• Your objective
Copy out the data below line for line without changing anything, but leave out any pictures.

+-------+

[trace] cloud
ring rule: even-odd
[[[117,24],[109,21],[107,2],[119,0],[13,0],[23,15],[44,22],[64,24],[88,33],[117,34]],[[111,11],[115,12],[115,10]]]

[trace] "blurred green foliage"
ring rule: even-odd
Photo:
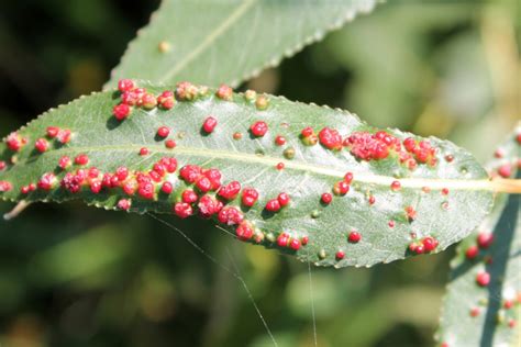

+-------+

• The reply
[trace] cloud
ring rule: even-odd
[[[117,24],[109,21],[107,2],[119,0],[13,0],[23,15],[44,22],[64,24],[88,33],[117,34]],[[111,11],[115,12],[115,10]]]

[trace] "blurred green foliage"
ring rule: even-odd
Photo:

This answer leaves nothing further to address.